- **PROVIDED MATERIAL**:

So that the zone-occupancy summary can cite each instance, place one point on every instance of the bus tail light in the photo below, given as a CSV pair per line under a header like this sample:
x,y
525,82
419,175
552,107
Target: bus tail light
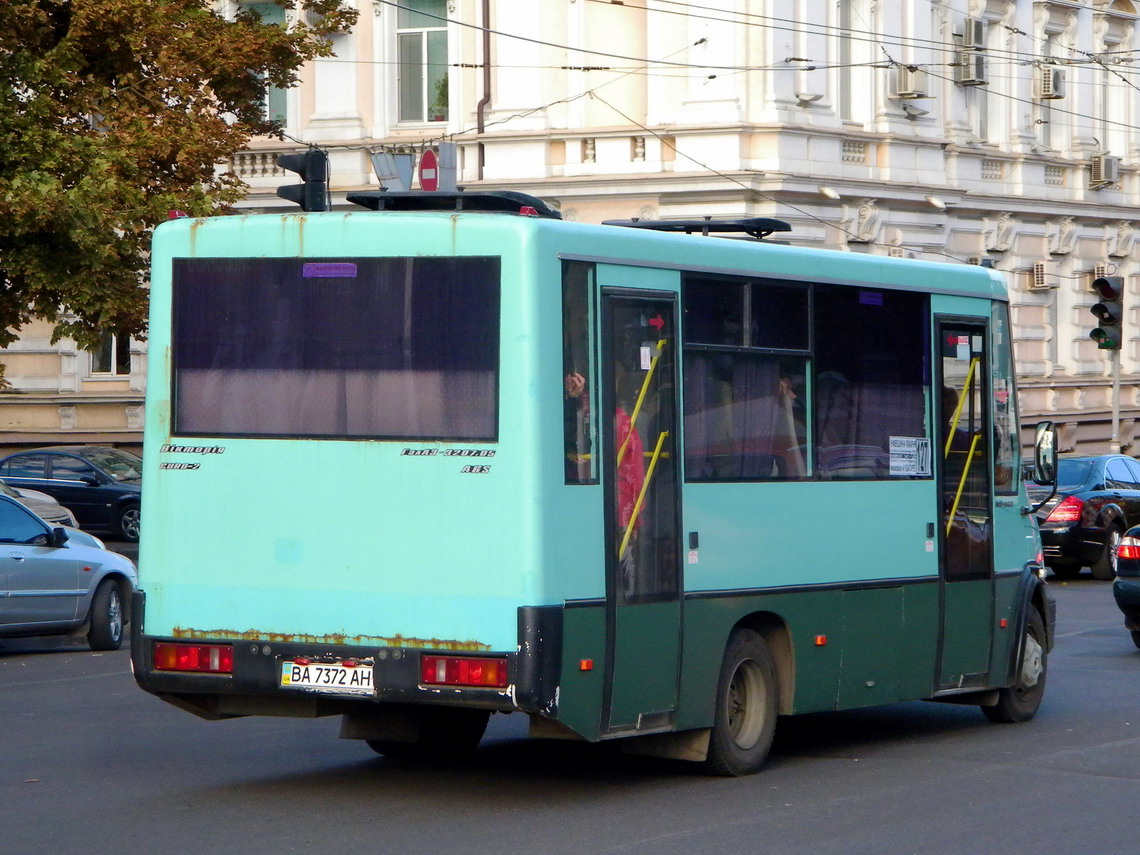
x,y
197,658
1067,511
463,672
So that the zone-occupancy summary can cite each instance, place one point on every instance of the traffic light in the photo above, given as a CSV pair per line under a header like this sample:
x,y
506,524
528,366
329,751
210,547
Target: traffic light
x,y
312,167
1109,311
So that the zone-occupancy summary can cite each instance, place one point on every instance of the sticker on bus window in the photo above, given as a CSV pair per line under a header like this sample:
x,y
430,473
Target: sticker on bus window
x,y
910,456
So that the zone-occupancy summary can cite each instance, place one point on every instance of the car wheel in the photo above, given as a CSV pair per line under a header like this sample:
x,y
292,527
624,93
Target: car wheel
x,y
1066,571
445,732
106,618
747,705
1019,702
130,523
1105,567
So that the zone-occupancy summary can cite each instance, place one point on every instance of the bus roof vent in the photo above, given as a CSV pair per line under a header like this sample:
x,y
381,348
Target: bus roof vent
x,y
496,201
758,227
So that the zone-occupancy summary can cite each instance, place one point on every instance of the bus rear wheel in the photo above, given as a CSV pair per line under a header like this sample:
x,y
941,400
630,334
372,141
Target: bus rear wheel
x,y
747,703
445,732
1019,702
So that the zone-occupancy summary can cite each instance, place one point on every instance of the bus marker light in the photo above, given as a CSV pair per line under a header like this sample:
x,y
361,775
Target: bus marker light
x,y
463,672
197,658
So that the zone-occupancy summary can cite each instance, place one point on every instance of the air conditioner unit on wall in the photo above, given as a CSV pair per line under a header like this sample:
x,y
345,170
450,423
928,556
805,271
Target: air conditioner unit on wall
x,y
1039,278
910,82
1104,170
1099,270
974,33
970,68
1050,83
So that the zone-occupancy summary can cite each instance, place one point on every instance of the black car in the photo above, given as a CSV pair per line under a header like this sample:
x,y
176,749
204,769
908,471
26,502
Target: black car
x,y
1098,499
102,486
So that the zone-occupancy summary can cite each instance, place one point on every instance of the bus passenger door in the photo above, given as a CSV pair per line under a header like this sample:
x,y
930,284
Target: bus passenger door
x,y
965,438
642,493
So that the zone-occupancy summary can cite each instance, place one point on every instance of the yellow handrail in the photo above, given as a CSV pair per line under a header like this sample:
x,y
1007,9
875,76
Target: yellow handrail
x,y
641,496
641,399
961,401
961,483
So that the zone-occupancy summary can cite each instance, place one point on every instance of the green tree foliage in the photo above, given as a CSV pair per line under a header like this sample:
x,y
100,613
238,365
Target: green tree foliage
x,y
112,114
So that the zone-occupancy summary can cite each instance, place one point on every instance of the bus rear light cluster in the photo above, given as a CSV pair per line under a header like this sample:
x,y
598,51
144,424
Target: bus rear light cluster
x,y
463,672
196,658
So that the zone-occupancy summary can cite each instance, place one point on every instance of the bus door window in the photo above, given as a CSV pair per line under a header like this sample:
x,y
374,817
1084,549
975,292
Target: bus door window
x,y
577,373
644,463
965,447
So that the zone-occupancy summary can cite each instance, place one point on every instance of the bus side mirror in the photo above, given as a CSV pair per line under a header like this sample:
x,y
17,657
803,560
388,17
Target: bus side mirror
x,y
1044,459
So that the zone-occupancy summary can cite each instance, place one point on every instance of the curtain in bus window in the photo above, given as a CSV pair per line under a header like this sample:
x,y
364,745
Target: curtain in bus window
x,y
742,417
379,348
870,381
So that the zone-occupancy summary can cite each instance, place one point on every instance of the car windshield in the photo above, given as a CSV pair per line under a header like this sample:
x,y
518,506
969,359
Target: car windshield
x,y
1072,473
119,464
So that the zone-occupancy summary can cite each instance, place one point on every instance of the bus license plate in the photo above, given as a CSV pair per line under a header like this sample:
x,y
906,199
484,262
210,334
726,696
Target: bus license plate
x,y
327,677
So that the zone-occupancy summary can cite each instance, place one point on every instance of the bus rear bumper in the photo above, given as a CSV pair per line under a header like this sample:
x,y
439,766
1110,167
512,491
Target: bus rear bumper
x,y
253,684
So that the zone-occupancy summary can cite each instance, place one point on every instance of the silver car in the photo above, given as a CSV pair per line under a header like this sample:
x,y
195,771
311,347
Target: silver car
x,y
56,580
42,505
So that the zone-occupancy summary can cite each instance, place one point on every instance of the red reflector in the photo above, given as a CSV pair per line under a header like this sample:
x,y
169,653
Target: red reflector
x,y
198,658
1067,511
463,672
1130,548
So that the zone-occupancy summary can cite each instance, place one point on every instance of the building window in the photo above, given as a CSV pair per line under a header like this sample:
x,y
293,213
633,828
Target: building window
x,y
422,46
113,355
275,97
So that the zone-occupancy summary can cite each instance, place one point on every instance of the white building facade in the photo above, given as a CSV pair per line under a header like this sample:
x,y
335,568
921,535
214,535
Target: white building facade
x,y
975,131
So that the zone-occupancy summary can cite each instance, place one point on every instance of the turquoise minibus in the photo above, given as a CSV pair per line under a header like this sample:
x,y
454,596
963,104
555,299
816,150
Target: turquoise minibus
x,y
449,455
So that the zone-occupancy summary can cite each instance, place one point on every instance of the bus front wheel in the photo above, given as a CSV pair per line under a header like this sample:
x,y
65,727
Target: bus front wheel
x,y
1019,702
445,732
747,703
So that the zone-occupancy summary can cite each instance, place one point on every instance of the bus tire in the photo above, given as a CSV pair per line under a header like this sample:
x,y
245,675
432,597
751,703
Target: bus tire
x,y
1019,702
445,732
747,703
106,618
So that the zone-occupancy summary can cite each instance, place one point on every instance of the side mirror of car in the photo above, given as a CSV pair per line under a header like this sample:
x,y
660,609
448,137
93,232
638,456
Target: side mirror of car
x,y
1044,461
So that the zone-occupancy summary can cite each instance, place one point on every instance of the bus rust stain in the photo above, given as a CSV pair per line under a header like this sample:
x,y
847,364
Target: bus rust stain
x,y
377,641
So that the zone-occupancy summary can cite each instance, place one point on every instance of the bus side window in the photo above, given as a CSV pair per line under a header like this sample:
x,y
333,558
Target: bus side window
x,y
578,381
870,380
746,368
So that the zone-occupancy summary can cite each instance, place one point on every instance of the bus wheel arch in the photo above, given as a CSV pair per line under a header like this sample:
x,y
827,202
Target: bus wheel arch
x,y
775,634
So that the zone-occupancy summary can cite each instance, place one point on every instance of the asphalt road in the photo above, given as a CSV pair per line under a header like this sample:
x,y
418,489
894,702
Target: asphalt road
x,y
90,764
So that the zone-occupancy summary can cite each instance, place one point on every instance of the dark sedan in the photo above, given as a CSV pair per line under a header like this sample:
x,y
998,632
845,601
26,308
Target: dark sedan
x,y
102,486
1098,499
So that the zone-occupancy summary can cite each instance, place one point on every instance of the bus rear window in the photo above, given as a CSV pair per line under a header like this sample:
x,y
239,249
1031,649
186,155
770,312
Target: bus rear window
x,y
382,348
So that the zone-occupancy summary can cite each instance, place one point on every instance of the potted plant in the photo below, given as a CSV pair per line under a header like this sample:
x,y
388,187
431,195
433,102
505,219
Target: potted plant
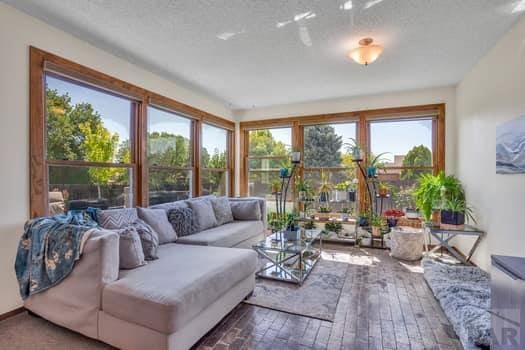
x,y
324,189
354,148
275,186
434,192
302,188
309,225
323,213
292,228
333,226
428,194
383,189
455,212
352,191
366,239
295,156
374,163
345,213
363,219
340,192
284,170
376,222
392,216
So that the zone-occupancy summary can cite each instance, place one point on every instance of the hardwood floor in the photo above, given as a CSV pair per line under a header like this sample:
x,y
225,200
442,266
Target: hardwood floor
x,y
384,304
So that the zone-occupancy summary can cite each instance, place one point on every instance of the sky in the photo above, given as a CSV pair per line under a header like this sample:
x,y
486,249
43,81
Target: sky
x,y
396,137
116,112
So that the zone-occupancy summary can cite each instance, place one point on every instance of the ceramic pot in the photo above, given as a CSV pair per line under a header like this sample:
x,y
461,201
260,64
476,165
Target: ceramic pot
x,y
366,241
455,218
356,153
296,157
376,231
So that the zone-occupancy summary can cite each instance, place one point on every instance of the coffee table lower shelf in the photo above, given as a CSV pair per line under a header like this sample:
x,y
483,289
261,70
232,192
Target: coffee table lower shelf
x,y
292,268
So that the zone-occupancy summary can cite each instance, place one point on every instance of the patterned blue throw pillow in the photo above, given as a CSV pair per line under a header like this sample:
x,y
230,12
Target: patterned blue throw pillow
x,y
182,221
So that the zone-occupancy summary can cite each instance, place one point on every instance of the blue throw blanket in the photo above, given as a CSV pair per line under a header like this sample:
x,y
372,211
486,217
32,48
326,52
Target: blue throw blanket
x,y
48,250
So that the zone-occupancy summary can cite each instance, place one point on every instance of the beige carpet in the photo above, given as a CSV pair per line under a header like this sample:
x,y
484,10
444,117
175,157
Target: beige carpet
x,y
316,298
26,332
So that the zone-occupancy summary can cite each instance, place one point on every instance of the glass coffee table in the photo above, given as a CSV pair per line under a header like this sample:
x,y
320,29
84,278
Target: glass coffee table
x,y
289,260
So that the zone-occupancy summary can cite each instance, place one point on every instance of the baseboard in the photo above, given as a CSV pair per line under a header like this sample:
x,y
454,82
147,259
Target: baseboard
x,y
12,313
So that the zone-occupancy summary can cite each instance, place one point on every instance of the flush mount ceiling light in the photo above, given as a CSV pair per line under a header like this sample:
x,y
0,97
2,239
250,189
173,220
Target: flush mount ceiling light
x,y
366,53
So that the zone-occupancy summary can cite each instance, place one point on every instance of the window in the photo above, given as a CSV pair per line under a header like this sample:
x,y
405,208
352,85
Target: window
x,y
326,150
215,172
405,151
268,151
409,141
97,141
89,145
169,152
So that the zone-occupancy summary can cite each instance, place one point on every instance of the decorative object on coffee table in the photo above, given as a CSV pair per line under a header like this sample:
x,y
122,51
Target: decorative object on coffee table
x,y
289,260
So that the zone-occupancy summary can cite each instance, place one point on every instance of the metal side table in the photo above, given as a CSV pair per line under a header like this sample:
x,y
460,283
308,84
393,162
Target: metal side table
x,y
445,235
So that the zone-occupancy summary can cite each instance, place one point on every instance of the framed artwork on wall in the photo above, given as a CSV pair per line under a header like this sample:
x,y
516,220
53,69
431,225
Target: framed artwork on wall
x,y
510,147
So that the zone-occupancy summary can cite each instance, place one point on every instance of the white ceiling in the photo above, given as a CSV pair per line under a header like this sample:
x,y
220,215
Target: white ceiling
x,y
259,53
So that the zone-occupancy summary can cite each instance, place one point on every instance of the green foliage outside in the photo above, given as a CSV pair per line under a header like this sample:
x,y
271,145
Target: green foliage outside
x,y
418,156
322,146
76,132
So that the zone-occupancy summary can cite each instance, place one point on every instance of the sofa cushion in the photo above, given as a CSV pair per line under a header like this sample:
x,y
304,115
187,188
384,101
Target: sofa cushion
x,y
246,210
130,249
181,220
222,209
170,205
158,219
203,214
148,238
113,219
168,293
228,235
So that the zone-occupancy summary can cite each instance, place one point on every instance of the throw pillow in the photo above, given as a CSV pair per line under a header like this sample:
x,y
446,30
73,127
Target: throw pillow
x,y
148,238
170,205
113,219
203,214
182,221
130,249
222,209
158,220
246,210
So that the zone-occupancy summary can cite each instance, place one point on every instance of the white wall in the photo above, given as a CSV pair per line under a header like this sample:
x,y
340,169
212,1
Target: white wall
x,y
398,99
492,93
17,32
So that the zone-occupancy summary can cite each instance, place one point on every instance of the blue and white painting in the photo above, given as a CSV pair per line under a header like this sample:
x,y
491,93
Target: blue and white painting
x,y
510,147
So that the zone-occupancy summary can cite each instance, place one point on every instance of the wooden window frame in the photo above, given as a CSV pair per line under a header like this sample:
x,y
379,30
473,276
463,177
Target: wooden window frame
x,y
230,159
362,119
190,167
42,62
245,169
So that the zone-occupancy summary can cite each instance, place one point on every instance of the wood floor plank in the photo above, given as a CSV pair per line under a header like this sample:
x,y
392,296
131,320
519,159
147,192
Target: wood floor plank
x,y
383,305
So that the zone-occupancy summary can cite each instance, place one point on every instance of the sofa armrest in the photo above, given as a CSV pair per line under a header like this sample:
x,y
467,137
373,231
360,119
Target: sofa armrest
x,y
261,201
75,302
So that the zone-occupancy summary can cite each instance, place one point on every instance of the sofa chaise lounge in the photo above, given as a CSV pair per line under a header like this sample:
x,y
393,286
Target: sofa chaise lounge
x,y
168,304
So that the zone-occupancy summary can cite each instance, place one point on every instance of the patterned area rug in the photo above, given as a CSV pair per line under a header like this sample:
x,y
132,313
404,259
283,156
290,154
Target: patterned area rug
x,y
316,298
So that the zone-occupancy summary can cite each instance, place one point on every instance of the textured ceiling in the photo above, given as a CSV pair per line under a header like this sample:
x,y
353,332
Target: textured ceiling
x,y
258,53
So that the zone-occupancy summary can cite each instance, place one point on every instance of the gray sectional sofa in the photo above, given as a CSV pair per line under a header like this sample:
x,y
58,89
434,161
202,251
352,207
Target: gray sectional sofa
x,y
169,303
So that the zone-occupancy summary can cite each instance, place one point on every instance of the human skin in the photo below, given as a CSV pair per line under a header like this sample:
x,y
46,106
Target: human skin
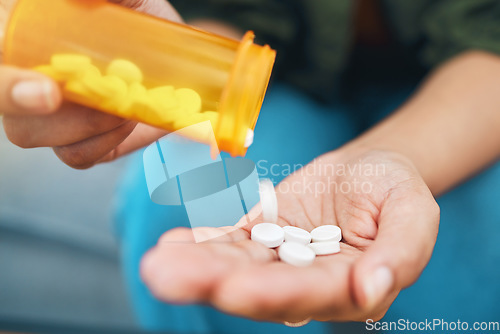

- **ACTIVITY**: From the data, list each line in which the string "human" appears.

- **RESPONSE TO THIS EXERCISE**:
So that the zone-occupancy summary can cite each instance, place one point on every instance of the human skin in the photo below, given as a CSV pair per line under a header like this sample:
Target: human skin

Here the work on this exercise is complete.